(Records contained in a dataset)
***

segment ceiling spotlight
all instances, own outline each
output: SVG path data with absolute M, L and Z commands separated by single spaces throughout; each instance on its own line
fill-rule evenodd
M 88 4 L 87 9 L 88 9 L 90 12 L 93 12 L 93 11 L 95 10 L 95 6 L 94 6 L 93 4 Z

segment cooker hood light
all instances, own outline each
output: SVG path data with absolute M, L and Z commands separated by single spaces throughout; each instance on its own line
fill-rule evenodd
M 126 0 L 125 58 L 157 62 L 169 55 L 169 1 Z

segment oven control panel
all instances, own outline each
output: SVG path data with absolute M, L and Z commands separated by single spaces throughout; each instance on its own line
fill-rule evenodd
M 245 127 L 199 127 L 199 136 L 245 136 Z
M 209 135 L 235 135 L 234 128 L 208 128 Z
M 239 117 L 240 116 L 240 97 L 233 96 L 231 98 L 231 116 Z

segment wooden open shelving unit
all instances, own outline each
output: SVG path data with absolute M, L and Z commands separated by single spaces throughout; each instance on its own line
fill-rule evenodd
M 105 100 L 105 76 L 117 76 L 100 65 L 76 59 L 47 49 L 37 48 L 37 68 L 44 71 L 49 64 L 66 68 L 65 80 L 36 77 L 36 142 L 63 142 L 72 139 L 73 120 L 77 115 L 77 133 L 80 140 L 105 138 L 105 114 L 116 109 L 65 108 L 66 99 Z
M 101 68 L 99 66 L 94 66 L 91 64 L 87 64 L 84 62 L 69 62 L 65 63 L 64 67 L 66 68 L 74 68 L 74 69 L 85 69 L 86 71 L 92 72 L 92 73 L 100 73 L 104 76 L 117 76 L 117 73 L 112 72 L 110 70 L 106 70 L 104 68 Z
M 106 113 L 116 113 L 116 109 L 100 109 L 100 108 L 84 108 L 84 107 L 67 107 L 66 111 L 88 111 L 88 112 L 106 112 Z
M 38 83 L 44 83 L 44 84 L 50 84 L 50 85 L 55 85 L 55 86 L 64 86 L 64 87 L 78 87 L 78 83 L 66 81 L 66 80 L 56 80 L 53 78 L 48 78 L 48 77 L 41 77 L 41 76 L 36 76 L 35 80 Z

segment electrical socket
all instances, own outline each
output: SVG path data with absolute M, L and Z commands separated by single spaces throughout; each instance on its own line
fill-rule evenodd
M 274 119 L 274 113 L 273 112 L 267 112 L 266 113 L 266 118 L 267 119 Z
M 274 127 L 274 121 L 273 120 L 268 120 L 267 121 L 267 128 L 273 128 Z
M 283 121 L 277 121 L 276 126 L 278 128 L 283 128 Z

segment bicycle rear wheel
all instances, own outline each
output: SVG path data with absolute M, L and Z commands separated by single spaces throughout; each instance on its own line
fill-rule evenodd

***

→ Problem requirements:
Could you repeat every record above exactly as it is written?

→ Result:
segment ceiling spotlight
all instances, own outline each
output: SVG path data with absolute M, L and Z commands separated by single spaces throughout; each instance on its own line
fill-rule evenodd
M 88 4 L 87 9 L 88 9 L 90 12 L 93 12 L 93 11 L 95 10 L 95 6 L 94 6 L 93 4 Z

segment cooker hood light
all instances, own outline each
output: SVG path data with absolute M, L and Z commands separated by single spaces throughout; each instance on its own line
fill-rule evenodd
M 126 0 L 125 58 L 157 62 L 169 55 L 169 1 Z

segment oven control panel
all instances, own outline each
output: SVG path data with absolute M, L and Z commands separated by single spaces throughout; each instance on its own line
fill-rule evenodd
M 245 127 L 199 127 L 199 136 L 245 136 Z
M 209 135 L 235 135 L 234 128 L 208 128 Z
M 239 117 L 240 116 L 240 97 L 233 96 L 231 98 L 231 116 Z

segment wooden open shelving unit
all instances, own outline each
output: SVG path data with absolute M, L and Z commands separated by single spaces throughout; each instance on its own line
fill-rule evenodd
M 105 100 L 105 76 L 117 76 L 100 65 L 76 59 L 47 49 L 37 48 L 37 68 L 44 71 L 49 64 L 66 68 L 65 80 L 36 77 L 36 142 L 63 142 L 72 139 L 73 120 L 77 115 L 77 133 L 80 140 L 105 138 L 105 114 L 116 109 L 65 108 L 66 99 Z
M 101 68 L 99 66 L 94 66 L 91 64 L 87 64 L 84 62 L 69 62 L 65 63 L 64 67 L 66 68 L 74 68 L 74 69 L 85 69 L 86 71 L 92 72 L 92 73 L 100 73 L 104 76 L 117 76 L 117 73 L 112 72 L 110 70 L 106 70 L 104 68 Z
M 106 113 L 116 113 L 116 109 L 100 109 L 100 108 L 84 108 L 84 107 L 67 107 L 66 111 L 88 111 L 88 112 L 106 112 Z
M 38 83 L 44 83 L 44 84 L 50 84 L 50 85 L 55 85 L 55 86 L 64 86 L 64 87 L 78 87 L 78 83 L 66 81 L 66 80 L 56 80 L 53 78 L 48 78 L 48 77 L 41 77 L 41 76 L 36 76 L 35 80 Z

segment electrical socket
all instances, own outline each
output: SVG path data with absolute M, L and Z commands separated by single spaces throughout; each instance on its own line
fill-rule evenodd
M 274 119 L 274 113 L 273 112 L 267 112 L 266 113 L 266 118 L 267 119 Z
M 274 127 L 274 121 L 273 120 L 268 120 L 267 121 L 267 128 L 273 128 Z
M 283 121 L 277 121 L 276 126 L 278 128 L 283 128 Z

segment bicycle rear wheel
all instances, own outline each
output: SVG path data with absolute M, L and Z commands separated by single spaces throughout; each instance on its own line
fill-rule evenodd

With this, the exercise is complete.